====== Material for this exercise

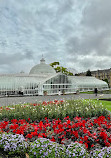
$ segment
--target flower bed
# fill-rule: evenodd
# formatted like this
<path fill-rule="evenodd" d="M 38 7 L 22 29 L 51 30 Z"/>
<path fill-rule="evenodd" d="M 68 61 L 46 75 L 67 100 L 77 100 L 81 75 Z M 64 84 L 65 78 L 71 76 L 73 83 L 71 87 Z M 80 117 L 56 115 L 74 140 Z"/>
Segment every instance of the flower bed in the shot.
<path fill-rule="evenodd" d="M 69 116 L 73 119 L 79 117 L 108 116 L 108 111 L 101 104 L 86 100 L 50 101 L 35 104 L 13 105 L 0 108 L 0 120 L 6 119 L 25 119 L 31 118 L 32 121 L 41 121 L 45 117 L 49 119 L 61 120 Z"/>
<path fill-rule="evenodd" d="M 0 117 L 4 118 L 0 148 L 8 154 L 24 156 L 27 152 L 30 158 L 111 156 L 111 116 L 91 101 L 1 107 Z"/>
<path fill-rule="evenodd" d="M 64 120 L 59 118 L 49 120 L 47 118 L 40 122 L 29 122 L 25 120 L 0 122 L 1 132 L 12 132 L 23 134 L 25 138 L 34 141 L 37 138 L 48 138 L 59 144 L 67 144 L 78 141 L 90 149 L 96 144 L 110 146 L 111 143 L 111 117 L 104 116 L 83 119 L 75 117 L 73 121 L 67 116 Z"/>
<path fill-rule="evenodd" d="M 20 134 L 0 134 L 0 147 L 9 155 L 24 155 L 29 147 L 23 135 Z"/>
<path fill-rule="evenodd" d="M 20 140 L 18 140 L 20 138 Z M 17 141 L 19 143 L 17 143 Z M 8 158 L 17 155 L 17 158 L 106 158 L 111 157 L 111 147 L 94 149 L 90 152 L 83 144 L 72 142 L 69 145 L 60 145 L 46 138 L 38 138 L 34 142 L 26 142 L 21 135 L 2 134 L 0 135 L 0 147 L 8 154 Z M 14 148 L 13 148 L 14 147 Z M 20 150 L 22 149 L 22 153 Z M 24 149 L 24 150 L 23 150 Z M 24 151 L 24 152 L 23 152 Z M 27 153 L 26 153 L 27 152 Z"/>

============

Work item: Every record, word for word, should be given back without its pictures.

Result of the task:
$ segment
--target flower bed
# fill-rule: evenodd
# formatted like this
<path fill-rule="evenodd" d="M 38 7 L 22 29 L 51 30 Z"/>
<path fill-rule="evenodd" d="M 68 61 L 46 75 L 67 100 L 77 100 L 81 75 Z M 64 84 L 65 78 L 71 76 L 73 83 L 71 87 Z M 80 117 L 56 115 L 74 140 Z"/>
Segment every instance of the flower bed in the shot.
<path fill-rule="evenodd" d="M 69 116 L 73 119 L 79 117 L 108 116 L 108 111 L 101 104 L 86 100 L 50 101 L 35 104 L 13 105 L 0 108 L 0 120 L 6 119 L 25 119 L 31 118 L 32 121 L 41 121 L 45 117 L 49 119 L 61 120 Z"/>
<path fill-rule="evenodd" d="M 0 117 L 4 118 L 0 148 L 8 154 L 24 156 L 27 152 L 30 158 L 111 156 L 111 116 L 91 101 L 1 107 Z"/>
<path fill-rule="evenodd" d="M 64 120 L 59 118 L 49 120 L 47 118 L 40 122 L 29 122 L 25 120 L 0 122 L 1 132 L 12 132 L 23 134 L 25 138 L 34 141 L 37 138 L 48 138 L 59 144 L 67 144 L 78 141 L 90 149 L 96 144 L 110 146 L 111 143 L 111 117 L 104 116 L 83 119 L 75 117 L 73 121 L 67 116 Z"/>
<path fill-rule="evenodd" d="M 20 134 L 0 134 L 0 147 L 9 155 L 24 155 L 29 147 L 23 135 Z"/>
<path fill-rule="evenodd" d="M 20 140 L 18 140 L 20 138 Z M 17 141 L 19 143 L 17 143 Z M 8 158 L 17 155 L 17 158 L 106 158 L 111 157 L 111 147 L 94 149 L 90 152 L 83 144 L 72 142 L 69 145 L 60 145 L 46 138 L 38 138 L 34 142 L 26 142 L 21 135 L 2 134 L 0 135 L 0 147 L 8 154 Z M 14 148 L 13 148 L 14 147 Z M 20 150 L 22 149 L 22 153 Z M 24 149 L 24 150 L 23 150 Z M 24 151 L 24 152 L 23 152 Z M 27 153 L 26 153 L 27 152 Z"/>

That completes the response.